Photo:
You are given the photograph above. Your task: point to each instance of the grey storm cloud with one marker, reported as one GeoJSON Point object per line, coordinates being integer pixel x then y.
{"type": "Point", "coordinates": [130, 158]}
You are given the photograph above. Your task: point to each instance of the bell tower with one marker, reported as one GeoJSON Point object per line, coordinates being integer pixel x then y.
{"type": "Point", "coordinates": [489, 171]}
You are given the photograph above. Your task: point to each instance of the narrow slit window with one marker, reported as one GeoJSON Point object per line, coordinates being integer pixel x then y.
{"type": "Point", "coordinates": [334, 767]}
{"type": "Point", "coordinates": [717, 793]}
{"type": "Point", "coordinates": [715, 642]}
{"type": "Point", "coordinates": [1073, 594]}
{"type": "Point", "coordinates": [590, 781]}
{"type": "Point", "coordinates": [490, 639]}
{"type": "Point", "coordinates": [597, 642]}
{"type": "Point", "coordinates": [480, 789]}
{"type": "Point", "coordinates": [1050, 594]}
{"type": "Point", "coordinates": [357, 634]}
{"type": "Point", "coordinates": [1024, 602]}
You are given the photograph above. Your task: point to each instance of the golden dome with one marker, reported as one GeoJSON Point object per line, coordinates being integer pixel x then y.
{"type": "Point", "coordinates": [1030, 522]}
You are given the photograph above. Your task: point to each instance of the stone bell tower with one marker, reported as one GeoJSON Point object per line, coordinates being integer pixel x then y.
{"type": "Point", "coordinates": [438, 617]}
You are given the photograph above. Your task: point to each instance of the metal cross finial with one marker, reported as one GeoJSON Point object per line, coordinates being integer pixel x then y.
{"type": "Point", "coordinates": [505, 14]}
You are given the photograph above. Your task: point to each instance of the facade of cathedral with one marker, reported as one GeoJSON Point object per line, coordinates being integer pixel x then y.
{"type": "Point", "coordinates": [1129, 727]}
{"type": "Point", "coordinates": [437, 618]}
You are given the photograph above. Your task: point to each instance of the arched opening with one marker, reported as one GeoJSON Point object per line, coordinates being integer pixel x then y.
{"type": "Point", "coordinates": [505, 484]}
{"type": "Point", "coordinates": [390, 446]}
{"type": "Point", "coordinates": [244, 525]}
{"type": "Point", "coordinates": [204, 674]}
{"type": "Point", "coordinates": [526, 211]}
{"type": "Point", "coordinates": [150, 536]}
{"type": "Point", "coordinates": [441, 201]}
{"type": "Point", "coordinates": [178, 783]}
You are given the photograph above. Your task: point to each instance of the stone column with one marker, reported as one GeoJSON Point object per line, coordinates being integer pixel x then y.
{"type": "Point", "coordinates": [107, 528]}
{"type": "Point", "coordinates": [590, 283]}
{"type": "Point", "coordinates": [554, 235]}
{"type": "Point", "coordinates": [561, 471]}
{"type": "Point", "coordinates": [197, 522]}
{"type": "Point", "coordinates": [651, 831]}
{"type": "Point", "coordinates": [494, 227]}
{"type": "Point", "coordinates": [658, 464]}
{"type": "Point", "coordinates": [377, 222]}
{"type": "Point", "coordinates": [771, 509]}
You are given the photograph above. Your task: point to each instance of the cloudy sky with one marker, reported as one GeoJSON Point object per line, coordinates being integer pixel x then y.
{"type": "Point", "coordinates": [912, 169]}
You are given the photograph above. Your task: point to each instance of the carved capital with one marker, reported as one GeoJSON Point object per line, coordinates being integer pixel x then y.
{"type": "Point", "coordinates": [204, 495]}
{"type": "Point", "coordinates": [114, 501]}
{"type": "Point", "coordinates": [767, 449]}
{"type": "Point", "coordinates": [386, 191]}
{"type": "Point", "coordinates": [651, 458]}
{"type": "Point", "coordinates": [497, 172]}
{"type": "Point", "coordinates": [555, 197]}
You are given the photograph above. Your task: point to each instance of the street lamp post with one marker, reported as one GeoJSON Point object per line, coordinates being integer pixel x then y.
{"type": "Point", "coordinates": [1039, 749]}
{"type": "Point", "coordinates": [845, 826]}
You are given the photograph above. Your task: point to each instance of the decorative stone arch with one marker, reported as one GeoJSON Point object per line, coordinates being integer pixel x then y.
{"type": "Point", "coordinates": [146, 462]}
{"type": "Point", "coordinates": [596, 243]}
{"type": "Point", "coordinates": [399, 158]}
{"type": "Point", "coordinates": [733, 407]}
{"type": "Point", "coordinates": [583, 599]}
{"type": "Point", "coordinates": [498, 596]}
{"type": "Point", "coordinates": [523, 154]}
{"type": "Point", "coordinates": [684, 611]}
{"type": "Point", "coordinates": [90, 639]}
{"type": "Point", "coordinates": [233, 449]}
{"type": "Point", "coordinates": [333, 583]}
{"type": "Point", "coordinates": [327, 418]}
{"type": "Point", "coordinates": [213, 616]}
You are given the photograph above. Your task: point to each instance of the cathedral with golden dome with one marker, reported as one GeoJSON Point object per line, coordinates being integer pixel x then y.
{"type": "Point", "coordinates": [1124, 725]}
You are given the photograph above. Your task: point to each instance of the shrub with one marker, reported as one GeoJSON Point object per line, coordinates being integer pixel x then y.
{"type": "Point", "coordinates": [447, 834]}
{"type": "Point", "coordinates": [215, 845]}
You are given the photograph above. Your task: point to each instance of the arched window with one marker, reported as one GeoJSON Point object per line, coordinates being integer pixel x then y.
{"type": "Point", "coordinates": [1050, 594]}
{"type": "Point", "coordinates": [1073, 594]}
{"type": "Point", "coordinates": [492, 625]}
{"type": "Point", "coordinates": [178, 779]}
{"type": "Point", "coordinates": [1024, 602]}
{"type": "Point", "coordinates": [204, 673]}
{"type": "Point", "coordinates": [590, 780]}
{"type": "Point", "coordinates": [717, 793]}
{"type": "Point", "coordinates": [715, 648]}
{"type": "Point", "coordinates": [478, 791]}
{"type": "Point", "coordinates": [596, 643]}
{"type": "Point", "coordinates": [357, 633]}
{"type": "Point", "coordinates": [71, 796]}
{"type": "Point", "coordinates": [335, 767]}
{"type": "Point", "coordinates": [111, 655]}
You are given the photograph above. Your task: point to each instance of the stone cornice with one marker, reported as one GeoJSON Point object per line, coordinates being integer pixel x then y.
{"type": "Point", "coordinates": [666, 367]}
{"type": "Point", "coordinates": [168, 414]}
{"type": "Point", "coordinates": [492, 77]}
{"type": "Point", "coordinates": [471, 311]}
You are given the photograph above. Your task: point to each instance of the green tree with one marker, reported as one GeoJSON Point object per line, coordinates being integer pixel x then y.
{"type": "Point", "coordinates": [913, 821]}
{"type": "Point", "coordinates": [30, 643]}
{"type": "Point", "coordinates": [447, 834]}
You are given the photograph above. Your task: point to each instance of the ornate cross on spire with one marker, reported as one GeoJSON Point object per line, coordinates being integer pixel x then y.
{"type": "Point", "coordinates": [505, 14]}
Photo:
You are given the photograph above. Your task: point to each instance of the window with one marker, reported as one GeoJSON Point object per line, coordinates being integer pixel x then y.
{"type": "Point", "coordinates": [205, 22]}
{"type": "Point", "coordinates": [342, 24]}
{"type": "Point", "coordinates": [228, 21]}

++++++

WHAT TO DO:
Can you render every one of the items above as a numbered list, one line per entry, with any blank lines left out?

SOLUTION FOR THIS TASK:
1. Photo:
2. You are given the photograph above. Your task: point to each instance of the grey storm cloud with one marker, reported as one GeoJSON Point object per line, coordinates being integer pixel x then y.
3. {"type": "Point", "coordinates": [130, 158]}
4. You are given the photograph above. Your task: point to each instance of the bell tower with one marker, reported as one GeoJSON Point object per line, coordinates being integer pixel x then y.
5. {"type": "Point", "coordinates": [489, 171]}
6. You are given the photograph above. Your task: point to each instance of the narrow slit window with one marker, reported as one GeoJSON Point object per line, coordinates being integer pixel x then y.
7. {"type": "Point", "coordinates": [334, 767]}
8. {"type": "Point", "coordinates": [717, 793]}
9. {"type": "Point", "coordinates": [715, 642]}
10. {"type": "Point", "coordinates": [1073, 594]}
11. {"type": "Point", "coordinates": [590, 781]}
12. {"type": "Point", "coordinates": [490, 639]}
13. {"type": "Point", "coordinates": [597, 642]}
14. {"type": "Point", "coordinates": [480, 789]}
15. {"type": "Point", "coordinates": [1050, 594]}
16. {"type": "Point", "coordinates": [357, 634]}
17. {"type": "Point", "coordinates": [1024, 602]}
18. You are given the photograph above. Your task: point to each instance of the golden dome with one marker, reported as one GeoJSON Point object per line, coordinates being integer pixel x then y.
19. {"type": "Point", "coordinates": [1030, 522]}
20. You are given the photograph above. Your task: point to each instance of the stone bell tower with one marker, reported as one GeoJSON Point object per line, coordinates being integer pixel x then y.
21. {"type": "Point", "coordinates": [438, 617]}
22. You are given the photograph above. Your task: point to each instance of the metal cross finial with one marker, reported as one GeoJSON Point object per line, coordinates being integer pixel x then y.
23. {"type": "Point", "coordinates": [505, 14]}
24. You are given the photograph above. Your task: point to each instance of the facade of cathedral with one marker, reported as one GeoJSON Point object per line, coordinates being integer pixel x then y.
25. {"type": "Point", "coordinates": [1129, 727]}
26. {"type": "Point", "coordinates": [437, 618]}
27. You are given the photograph above. Your task: point to each instance of the arched opening with one marker, reported as one GeoJSON Point object per line, coordinates being integer pixel x then y.
28. {"type": "Point", "coordinates": [505, 484]}
29. {"type": "Point", "coordinates": [390, 446]}
30. {"type": "Point", "coordinates": [244, 525]}
31. {"type": "Point", "coordinates": [204, 674]}
32. {"type": "Point", "coordinates": [526, 211]}
33. {"type": "Point", "coordinates": [150, 536]}
34. {"type": "Point", "coordinates": [441, 201]}
35. {"type": "Point", "coordinates": [178, 783]}
36. You are given the photograph above. Your task: point to each instance of the stone column with one marker, reported as one GeoJSON Point object per line, coordinates being integer pixel x then y.
37. {"type": "Point", "coordinates": [107, 528]}
38. {"type": "Point", "coordinates": [590, 283]}
39. {"type": "Point", "coordinates": [554, 235]}
40. {"type": "Point", "coordinates": [561, 471]}
41. {"type": "Point", "coordinates": [197, 522]}
42. {"type": "Point", "coordinates": [651, 831]}
43. {"type": "Point", "coordinates": [494, 227]}
44. {"type": "Point", "coordinates": [658, 464]}
45. {"type": "Point", "coordinates": [377, 222]}
46. {"type": "Point", "coordinates": [771, 509]}
47. You are given the photograph above. Your task: point to each instance of the cloudy sky with one marker, reported as one GeoJSON Point object per line, coordinates being integer pixel x then y.
48. {"type": "Point", "coordinates": [912, 169]}
49. You are given the photograph above. Your task: point to each instance of the carved capital with one marker, reported as one GeoJSON Point object per line, coordinates being integer pixel x then y.
50. {"type": "Point", "coordinates": [204, 495]}
51. {"type": "Point", "coordinates": [114, 501]}
52. {"type": "Point", "coordinates": [767, 449]}
53. {"type": "Point", "coordinates": [386, 191]}
54. {"type": "Point", "coordinates": [651, 458]}
55. {"type": "Point", "coordinates": [497, 172]}
56. {"type": "Point", "coordinates": [555, 197]}
57. You are given the photograph above. Your task: point to each instance of the street lamp post with one marker, reported as one GeoJSON Point object per line, coordinates being integer pixel x then y.
58. {"type": "Point", "coordinates": [1039, 749]}
59. {"type": "Point", "coordinates": [845, 826]}
60. You are given the photograph above. Your task: point to each instance of the decorative stone arch with one marker, reported as one GeoJSON Point object per line, coordinates being integer pixel x then y.
61. {"type": "Point", "coordinates": [146, 462]}
62. {"type": "Point", "coordinates": [596, 243]}
63. {"type": "Point", "coordinates": [399, 158]}
64. {"type": "Point", "coordinates": [733, 407]}
65. {"type": "Point", "coordinates": [583, 599]}
66. {"type": "Point", "coordinates": [498, 596]}
67. {"type": "Point", "coordinates": [523, 154]}
68. {"type": "Point", "coordinates": [684, 611]}
69. {"type": "Point", "coordinates": [90, 639]}
70. {"type": "Point", "coordinates": [233, 449]}
71. {"type": "Point", "coordinates": [333, 583]}
72. {"type": "Point", "coordinates": [327, 418]}
73. {"type": "Point", "coordinates": [213, 616]}
74. You are given the photograph above. Your task: point to each instance of the cathedral with golden dome with one marker, reported as one GeoJSON Point object per line, coordinates being integer pixel x then y.
75. {"type": "Point", "coordinates": [1124, 725]}
76. You are given the photograph above. Your task: point to each instance of the shrub with one marker, reported as one GeoJSON Point object per line, coordinates being integer pixel x then y.
77. {"type": "Point", "coordinates": [447, 834]}
78. {"type": "Point", "coordinates": [215, 845]}
79. You are given the photograph above. Your task: point to each instance of the arched window with one marker, reported as one GeoJSON Point object per line, coordinates being integer pixel x then y.
80. {"type": "Point", "coordinates": [1050, 594]}
81. {"type": "Point", "coordinates": [1073, 594]}
82. {"type": "Point", "coordinates": [492, 625]}
83. {"type": "Point", "coordinates": [178, 779]}
84. {"type": "Point", "coordinates": [1024, 602]}
85. {"type": "Point", "coordinates": [204, 673]}
86. {"type": "Point", "coordinates": [590, 780]}
87. {"type": "Point", "coordinates": [717, 793]}
88. {"type": "Point", "coordinates": [715, 648]}
89. {"type": "Point", "coordinates": [478, 791]}
90. {"type": "Point", "coordinates": [596, 643]}
91. {"type": "Point", "coordinates": [357, 633]}
92. {"type": "Point", "coordinates": [71, 796]}
93. {"type": "Point", "coordinates": [335, 767]}
94. {"type": "Point", "coordinates": [111, 655]}
95. You are given the photograph above. Your task: point to each instance of the stone cornice with one marker, reported as one GeoJSON Point object per line, coordinates being integer pixel x then y.
96. {"type": "Point", "coordinates": [666, 367]}
97. {"type": "Point", "coordinates": [168, 414]}
98. {"type": "Point", "coordinates": [492, 77]}
99. {"type": "Point", "coordinates": [471, 311]}
100. You are given the photograph above. Your task: point to each instance of the green tree with one marker, reported as one GeoJSON Point object per line, coordinates being integer pixel x then y.
101. {"type": "Point", "coordinates": [913, 821]}
102. {"type": "Point", "coordinates": [30, 643]}
103. {"type": "Point", "coordinates": [447, 834]}
104. You are given the photograph above. Your task: point to each instance of the ornate cross on spire with one marker, reported as one GeoJSON Point object per line, coordinates being integer pixel x then y.
105. {"type": "Point", "coordinates": [505, 14]}
106. Photo:
107. You are given the photograph above. Your task: point to each instance of the window with one marker, reported as one GeoJSON Point object per line, coordinates being integer pixel x then y.
108. {"type": "Point", "coordinates": [205, 22]}
109. {"type": "Point", "coordinates": [342, 24]}
110. {"type": "Point", "coordinates": [228, 21]}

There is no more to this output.